▸ **EXERCISE REQUIREMENTS**: Express the entries below as a JSON list of strings, one string per line and blank lines omitted, covering every entry.

□ □ □ □ □ □ □

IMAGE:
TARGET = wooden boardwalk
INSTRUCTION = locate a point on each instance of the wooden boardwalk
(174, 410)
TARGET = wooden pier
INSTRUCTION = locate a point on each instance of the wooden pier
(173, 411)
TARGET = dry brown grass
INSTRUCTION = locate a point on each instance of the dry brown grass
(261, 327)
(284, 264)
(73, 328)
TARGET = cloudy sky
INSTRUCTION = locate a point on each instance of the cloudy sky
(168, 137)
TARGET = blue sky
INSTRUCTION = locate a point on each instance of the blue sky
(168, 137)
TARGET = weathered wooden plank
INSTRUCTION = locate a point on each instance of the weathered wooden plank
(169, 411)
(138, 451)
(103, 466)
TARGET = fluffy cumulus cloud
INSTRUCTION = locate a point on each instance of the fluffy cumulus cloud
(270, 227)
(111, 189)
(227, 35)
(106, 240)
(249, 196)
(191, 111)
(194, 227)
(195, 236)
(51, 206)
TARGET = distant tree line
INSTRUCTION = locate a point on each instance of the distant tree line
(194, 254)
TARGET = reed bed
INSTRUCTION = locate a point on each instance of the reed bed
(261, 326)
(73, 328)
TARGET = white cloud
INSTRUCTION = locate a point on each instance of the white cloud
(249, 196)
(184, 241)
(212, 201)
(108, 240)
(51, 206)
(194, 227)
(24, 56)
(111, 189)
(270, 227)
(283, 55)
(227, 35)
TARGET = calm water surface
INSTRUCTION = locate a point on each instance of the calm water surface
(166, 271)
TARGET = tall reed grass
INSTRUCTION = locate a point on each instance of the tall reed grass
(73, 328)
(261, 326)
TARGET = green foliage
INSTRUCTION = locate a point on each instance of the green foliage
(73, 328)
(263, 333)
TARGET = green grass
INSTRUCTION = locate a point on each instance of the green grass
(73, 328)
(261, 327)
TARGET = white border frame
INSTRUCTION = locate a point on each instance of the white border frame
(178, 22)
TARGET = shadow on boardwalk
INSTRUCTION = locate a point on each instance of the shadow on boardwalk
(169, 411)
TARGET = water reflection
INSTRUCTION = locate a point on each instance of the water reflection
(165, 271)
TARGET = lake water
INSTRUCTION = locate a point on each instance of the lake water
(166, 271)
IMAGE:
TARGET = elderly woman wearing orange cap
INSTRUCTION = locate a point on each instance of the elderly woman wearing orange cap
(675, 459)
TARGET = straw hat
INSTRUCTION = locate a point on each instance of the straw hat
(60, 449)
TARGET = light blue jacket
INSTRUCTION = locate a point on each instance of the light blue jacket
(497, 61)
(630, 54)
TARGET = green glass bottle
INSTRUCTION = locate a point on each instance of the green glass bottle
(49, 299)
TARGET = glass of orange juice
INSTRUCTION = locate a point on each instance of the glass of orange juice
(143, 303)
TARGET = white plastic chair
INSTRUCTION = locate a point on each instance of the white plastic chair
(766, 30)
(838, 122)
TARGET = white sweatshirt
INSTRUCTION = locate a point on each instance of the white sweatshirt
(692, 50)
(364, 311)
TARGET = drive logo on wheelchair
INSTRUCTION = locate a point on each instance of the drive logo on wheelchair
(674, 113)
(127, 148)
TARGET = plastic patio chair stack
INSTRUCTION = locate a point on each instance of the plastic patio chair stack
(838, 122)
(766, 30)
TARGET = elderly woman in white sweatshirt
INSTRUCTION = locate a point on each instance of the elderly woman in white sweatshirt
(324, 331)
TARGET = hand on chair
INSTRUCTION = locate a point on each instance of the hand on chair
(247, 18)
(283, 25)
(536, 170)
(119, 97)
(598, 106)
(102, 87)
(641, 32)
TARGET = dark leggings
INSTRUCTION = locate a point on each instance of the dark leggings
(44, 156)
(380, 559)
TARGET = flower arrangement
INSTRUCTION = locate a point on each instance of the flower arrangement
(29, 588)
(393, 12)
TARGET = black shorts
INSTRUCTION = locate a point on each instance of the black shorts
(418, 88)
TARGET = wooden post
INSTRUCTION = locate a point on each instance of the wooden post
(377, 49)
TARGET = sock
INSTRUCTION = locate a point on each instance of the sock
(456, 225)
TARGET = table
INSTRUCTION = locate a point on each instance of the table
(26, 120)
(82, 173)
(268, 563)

□ □ □ □ □ □ □

▸ **ANSWER TO THIS TASK**:
[
  "IMAGE:",
  "TARGET = wooden boardwalk",
  "INSTRUCTION = locate a point on each instance of the wooden boardwalk",
  "(174, 410)",
  "TARGET = wooden pier",
  "INSTRUCTION = locate a point on each instance of the wooden pier",
  "(173, 411)",
  "TARGET = dry brown grass",
  "INSTRUCTION = locate a point on each instance of the dry brown grass",
  "(261, 327)",
  "(284, 264)",
  "(73, 328)",
  "TARGET = cloudy sky",
  "INSTRUCTION = locate a point on each instance of the cloudy sky",
  "(168, 137)",
  "TARGET = blue sky",
  "INSTRUCTION = locate a point on each instance of the blue sky",
  "(168, 137)",
  "TARGET = weathered wooden plank",
  "INSTRUCTION = locate a point on each instance of the weathered wooden plank",
  "(169, 411)",
  "(138, 451)",
  "(103, 466)",
  "TARGET = fluffy cumulus cloud",
  "INSTRUCTION = locate a point on each instance of the fluffy cumulus cloud",
  "(270, 227)",
  "(111, 189)",
  "(227, 35)",
  "(106, 240)",
  "(249, 196)",
  "(191, 111)",
  "(194, 227)",
  "(195, 236)",
  "(51, 206)",
  "TARGET = distant tree line",
  "INSTRUCTION = locate a point on each instance of the distant tree line",
  "(194, 254)",
  "TARGET = reed bed",
  "INSTRUCTION = locate a point on each instance of the reed bed",
  "(261, 326)",
  "(73, 328)",
  "TARGET = white cloud",
  "INSTRUCTION = locate a point on each instance of the white cloud",
  "(249, 196)",
  "(184, 241)",
  "(212, 201)",
  "(108, 240)",
  "(51, 206)",
  "(194, 227)",
  "(24, 56)",
  "(111, 189)",
  "(270, 227)",
  "(283, 55)",
  "(227, 35)",
  "TARGET = calm water surface",
  "INSTRUCTION = locate a point on each instance of the calm water surface",
  "(166, 271)",
  "TARGET = tall reed grass",
  "INSTRUCTION = locate a point on each instance of the tall reed grass",
  "(73, 328)",
  "(261, 326)",
  "TARGET = green foliage",
  "INSTRUCTION = locate a point on each instance of the green foliage",
  "(73, 328)",
  "(263, 333)",
  "TARGET = green grass",
  "INSTRUCTION = locate a point on each instance of the green grass",
  "(73, 328)",
  "(261, 327)",
  "TARGET = white border frame",
  "INSTRUCTION = locate a point on each instance of the white border frame",
  "(178, 22)",
  "TARGET = shadow on boardwalk",
  "INSTRUCTION = locate a point on each instance of the shadow on boardwalk",
  "(169, 411)",
  "TARGET = water reflection",
  "INSTRUCTION = locate a point on each instance of the water reflection",
  "(165, 271)",
  "TARGET = lake water",
  "INSTRUCTION = locate a point on each instance of the lake water",
  "(166, 271)",
  "IMAGE:",
  "TARGET = elderly woman wearing orange cap",
  "INSTRUCTION = locate a point on each instance of the elderly woman wearing orange cap",
  "(675, 459)",
  "TARGET = straw hat",
  "INSTRUCTION = locate a point on each instance of the straw hat",
  "(60, 449)",
  "TARGET = light blue jacket",
  "INSTRUCTION = locate a point on each instance of the light blue jacket",
  "(497, 61)",
  "(630, 54)",
  "TARGET = green glass bottle",
  "INSTRUCTION = locate a point on each instance of the green glass bottle",
  "(49, 299)",
  "TARGET = glass of orange juice",
  "INSTRUCTION = locate a point on each instance of the glass of orange juice",
  "(143, 303)",
  "TARGET = white plastic chair",
  "INSTRUCTION = locate a point on each instance of the white plastic chair",
  "(766, 30)",
  "(838, 122)",
  "TARGET = white sweatshirt",
  "INSTRUCTION = locate a point on each instance of the white sweatshirt",
  "(692, 50)",
  "(364, 311)",
  "TARGET = drive logo on wheelchair",
  "INSTRUCTION = locate a point on each instance of the drive logo on wheelchair",
  "(674, 113)",
  "(127, 148)",
  "TARGET = plastic patio chair stack",
  "INSTRUCTION = locate a point on each instance of the plastic patio chair stack",
  "(838, 122)",
  "(766, 30)",
  "TARGET = elderly woman in white sweatshirt",
  "INSTRUCTION = locate a point on each instance of the elderly woman in white sweatshirt",
  "(324, 331)",
  "TARGET = hand on chair",
  "INSTRUCTION = locate a point on each instance of the hand on chair",
  "(247, 18)",
  "(283, 25)",
  "(536, 170)",
  "(119, 97)",
  "(598, 106)",
  "(102, 87)",
  "(641, 32)",
  "TARGET = dark leggings",
  "INSTRUCTION = locate a point on each instance of the dark leggings",
  "(44, 156)",
  "(380, 559)",
  "TARGET = flower arrangement",
  "INSTRUCTION = locate a point on each instance of the flower arrangement",
  "(29, 588)",
  "(393, 12)",
  "TARGET = black shorts",
  "INSTRUCTION = locate a point on each instance of the black shorts",
  "(418, 88)",
  "TARGET = wooden post",
  "INSTRUCTION = locate a point on each instance of the wooden post",
  "(377, 49)",
  "TARGET = sock",
  "INSTRUCTION = locate a point on each instance of the sock",
  "(456, 225)",
  "TARGET = table",
  "INSTRUCTION = locate a point on each instance of the table",
  "(26, 120)",
  "(82, 173)",
  "(268, 563)"
]